> **Task**:
For each line in the data below that holds "instance", return a copy.
(Materials provided begins)
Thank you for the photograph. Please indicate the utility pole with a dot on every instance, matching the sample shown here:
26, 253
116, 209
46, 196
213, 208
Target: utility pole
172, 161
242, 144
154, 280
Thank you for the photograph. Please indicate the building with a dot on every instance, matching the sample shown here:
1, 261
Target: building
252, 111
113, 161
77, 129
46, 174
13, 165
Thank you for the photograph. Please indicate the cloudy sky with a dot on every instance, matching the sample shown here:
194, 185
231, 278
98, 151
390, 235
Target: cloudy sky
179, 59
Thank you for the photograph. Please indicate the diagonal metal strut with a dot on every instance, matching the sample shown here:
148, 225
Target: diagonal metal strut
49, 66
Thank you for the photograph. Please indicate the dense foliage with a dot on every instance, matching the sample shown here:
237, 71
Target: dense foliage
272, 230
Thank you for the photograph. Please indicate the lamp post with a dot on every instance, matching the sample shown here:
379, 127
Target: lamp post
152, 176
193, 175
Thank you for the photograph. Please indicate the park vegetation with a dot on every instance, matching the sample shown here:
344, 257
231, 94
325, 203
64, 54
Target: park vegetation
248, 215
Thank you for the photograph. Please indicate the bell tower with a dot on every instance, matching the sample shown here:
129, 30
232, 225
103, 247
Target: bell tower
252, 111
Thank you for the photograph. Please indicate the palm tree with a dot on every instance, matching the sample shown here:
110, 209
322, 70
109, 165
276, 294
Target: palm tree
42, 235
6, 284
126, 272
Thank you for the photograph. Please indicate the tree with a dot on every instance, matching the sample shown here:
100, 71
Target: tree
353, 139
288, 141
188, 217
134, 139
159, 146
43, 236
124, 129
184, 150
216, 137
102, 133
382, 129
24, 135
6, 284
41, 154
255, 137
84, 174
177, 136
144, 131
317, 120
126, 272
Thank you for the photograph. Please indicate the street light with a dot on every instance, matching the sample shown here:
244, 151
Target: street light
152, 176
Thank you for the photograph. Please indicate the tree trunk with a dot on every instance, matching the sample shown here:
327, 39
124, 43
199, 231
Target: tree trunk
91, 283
(Materials provided ends)
> **Output below**:
Thank you for the photograph. Please indicate the utility pole with a dot on every instance, matching the sample shown here:
Thank you for the photograph. Please indicate the building with a dot on every instance, matching the sample shown here:
Thank you for the photograph. Please indicate the cloudy sky with a dot on every instance, matching the sample shown here:
Thank you for the photograph. Please indicate the diagonal metal strut with a dot on every instance, matching the sample shown here:
Thank you for the photograph. Please indicate the dense foliage with a dot on every instance, matching the sample shown here:
Thank you for the photograph. Please indicate the lamp post with a dot on every instance, matching the sample shown here:
Thank you for the photograph. Please indicate the park vegetation with a dot on every instance, matching the sample shown here:
Thank you for the photograph. Please indicate the bell tower with a dot on every instance, matching the sample shown here:
Thank you for the photograph. Please indicate the palm tree with a dot on every instance, matching the sample shown here:
Thank you for the photograph. Please indicate the tree with a dot on every instance, matching the sample shown here:
Thank you for the photograph. Please indicate the street light with a dot on every instance, matching the sample shown here:
Thank you for the photograph. Please indicate the tree trunk with a dot on every instance, matching the sample shown here:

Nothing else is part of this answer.